Mario De Albertis. uno di noi, è stato lui il primo a rompere con il timore del passato compiendo nel 1948 la prima ripetizione della via Gervasutti di destra sulla Parete dei Militi in Valle Stretta. La sua cordata impiegò una decina di ore, mentre la prima ascensione ne aveva richieste tre o quattro. Questo provocherà un rimbrotto da parte di Michele Rivero su Scandere 1949, che però concluderà che: “… la presunzione giovanile è peccato veniale”. Ma provocherà anche una benefica reazione nel nostro ambiente: “Se lo ha fatto lui, allora si può fare!”. Ecco, è stato proprio questo episodio che ha dato l’avvio a quella che, con un’espressione piuttosto enfatica, potremmo chiamare la “rinascita” dell’alpinismo torinese. Si cominciarono ad affrontare itinerari via via più impegnativi, fino all’estate del 1951.

E’ stato in quell’estate che Piero, con l’amico Gianni Mauro, decide di rompere gli indugi: dopo aver compiuto, tra l’altro, la prima ripetizione della via Castiglioni-Bramani sullo spigolo sud-est della Torre Castello in Val Maira, partono il 28 giugno da Torino con la moto (125 cc) di Gianni alla volta di Courmayeur; salgono in funivia al rifugio Torino a pernottare. Il mattino dopo, di buon’ora, si recano alla base del pilastro est del Mont Blanc du Tacul, quello su cui perse la vita Giusto Gervasutti cinque anni prima, ed attaccano con decisione. La progressione è dura, difficile, anche se non estrema, la roccia è eccezionale e solida (allora si arrampicava in scarponi, con corde di canapa, chiodi e moschettoni in acciaio, i cellulari non erano ancora stati inventati). Sono allenati e preparati, procedono bene, ma sono costretti al bivacco. Il mattino seguente continuano la salita sino in vetta. Sono emozionati. Hanno realizzato un’impresa importante e bella. Ecco come la definisce la guida Vallot, vol. I-1973: “… L’une des plus belles escalades libres de la Chaîne du Mont Blanc… maintenant una grande classique“.

• _Materiale raccolto_

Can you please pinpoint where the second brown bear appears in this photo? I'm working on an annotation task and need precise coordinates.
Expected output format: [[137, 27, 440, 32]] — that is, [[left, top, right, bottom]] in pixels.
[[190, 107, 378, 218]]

• _Consegne_
- a) Cita testualmente il passo del documento da "Mario De Albertis." fino a "all’estate del 1951." compreso.
- b) Secondo il documento, con quale mezzo Piero e Gianni Mauro partirono da Torino il 28 giugno?
- c) Indica se ciascuna affermazione concorda con il documento, rispondendo sì o no e citando le parole decisive: (i) la cordata di Mario De Albertis impiegò circa dieci ore per la ripetizione della via Gervasutti; (ii) Piero e Gianni Mauro arrivarono in vetta senza dover bivaccare; (iii) Giusto Gervasutti era morto sul pilastro est del Mont Blanc du Tacul cinque anni prima.

• _Soluzioni dettagliate_
- a)
Mario De Albertis. uno di noi, è stato lui il primo a rompere con il timore del passato compiendo nel 1948 la prima ripetizione della via Gervasutti di destra sulla Parete dei Militi in Valle Stretta. La sua cordata impiegò una decina di ore, mentre la prima ascensione ne aveva richieste tre o quattro. Questo provocherà un rimbrotto da parte di Michele Rivero su Scandere 1949, che però concluderà che: “… la presunzione giovanile è peccato veniale”. Ma provocherà anche una benefica reazione nel nostro ambiente: “Se lo ha fatto lui, allora si può fare!”. Ecco, è stato proprio questo episodio che ha dato l’avvio a quella che, con un’espressione piuttosto enfatica, potremmo chiamare la “rinascita” dell’alpinismo torinese. Si cominciarono ad affrontare itinerari via via più impegnativi, fino all’estate del 1951.

- b) Con la moto (125 cc) di Gianni.

- c)
(i) Sì: "La sua cordata impiegò una decina di ore".
(ii) No: "sono costretti al bivacco".
(iii) Sì: "quello su cui perse la vita Giusto Gervasutti cinque anni prima".